** Required task 1 **
Repeat the part of the solder properties passage between "In addition, the" and "e.g. 5-50 GPa.", inclusive.
** Required task 2 **
Condense the paragraph of the solder properties passage that begins "In addition, the solder material exhibits" into a shorter version that keeps its main facts.

** Page text **
──────────

In addition, the solder material exhibits a suitable Young's modulus, and a coefficient of thermal expansion (CTE) that is compatible with the other materials at the connection interface. Young's modulus, which is a ratio of stress to strain, or a measure of the stiffness of a material, is generally represented in terms of pressure, i.e. GPa. Suitable solder materials exhibit a Young's modulus consistent with a high degree of flexibility, e.g. 2-150 GPa, e.g. 5-50 GPa.

Also important is the CTE of the solder material and its compatibility with the other materials in the region of the electrical connection. The materials used in the different components of the system will expand and contract in response to heat generated during processing or during use over the life of the device in accord with the CTE of each. Therefore, the patch material and solder, as well as the pads of the flat flex cable, should have comparable CTE values. A thermal mismatch between adjacent materials may quickly degrade the electrical connection, by causing, for example, cracking or delamination in response to unequal stretching and/or compression caused by reaction of each different material to heat. For example, a CTE match within 150%, e.g. within 50%, e.g 20% or less is desirable. TABLE 2 below provides Young's modulus and CTE data for patch and solder material components in accord with the disclosure.

	TABLE 2
	CTE (1/K)	Y (GPa)

──────────

** Dataset content **
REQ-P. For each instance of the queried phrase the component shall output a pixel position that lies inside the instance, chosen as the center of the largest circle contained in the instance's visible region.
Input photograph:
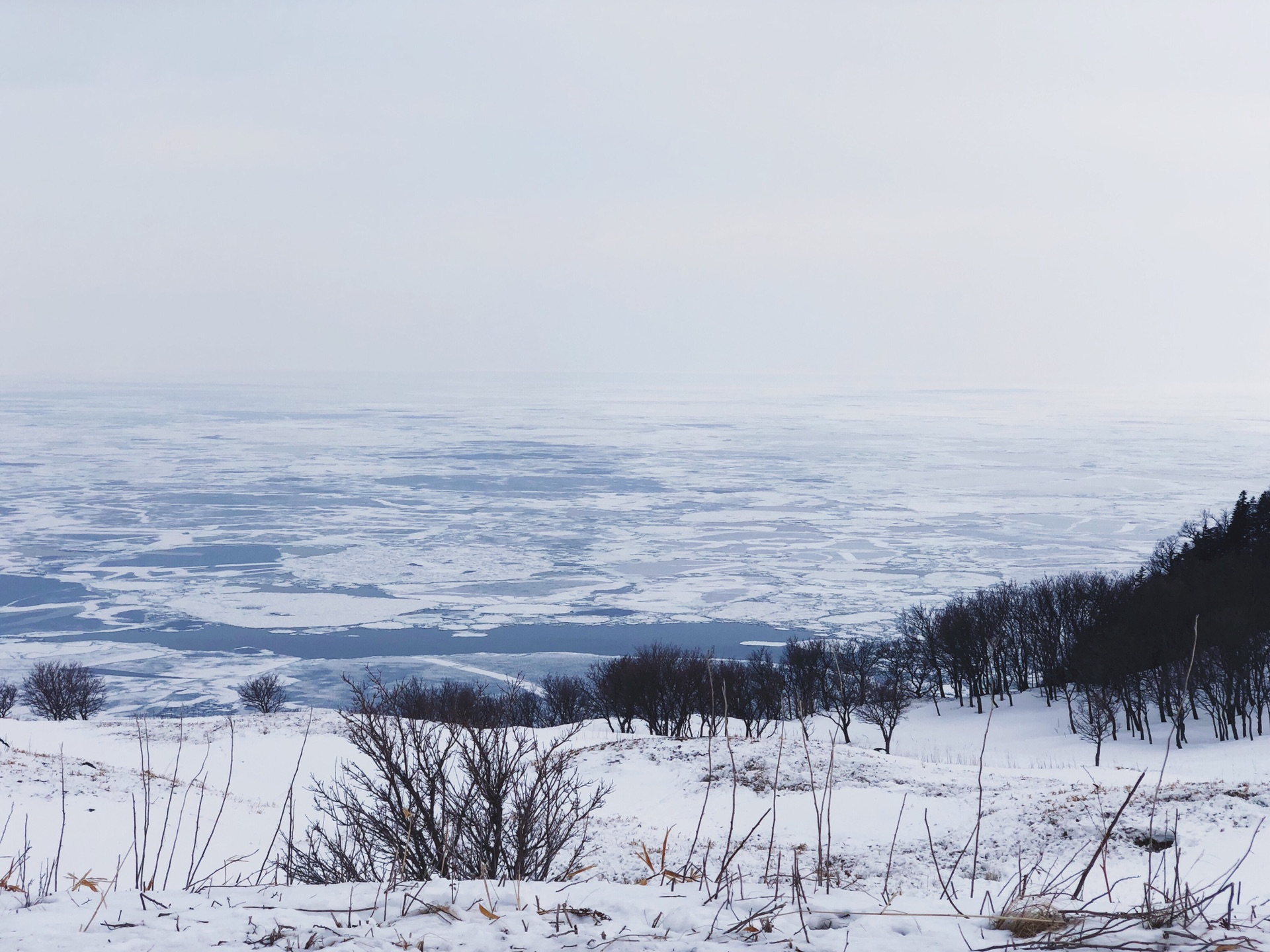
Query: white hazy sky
(890, 193)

──────────

** Right answer 1 **
In addition, the solder material exhibits a suitable Young's modulus, and a coefficient of thermal expansion (CTE) that is compatible with the other materials at the connection interface. Young's modulus, which is a ratio of stress to strain, or a measure of the stiffness of a material, is generally represented in terms of pressure, i.e. GPa. Suitable solder materials exhibit a Young's modulus consistent with a high degree of flexibility, e.g. 2-150 GPa, e.g. 5-50 GPa.

** Right answer 2 **
The solder material should have a suitable Young's modulus and a CTE compatible with the other materials at the connection interface. Young's modulus is the ratio of stress to strain, a measure of a material's stiffness, and is usually expressed as pressure, such as GPa. Suitable solders have a modulus consistent with high flexibility, such as 2-150 GPa or 5-50 GPa.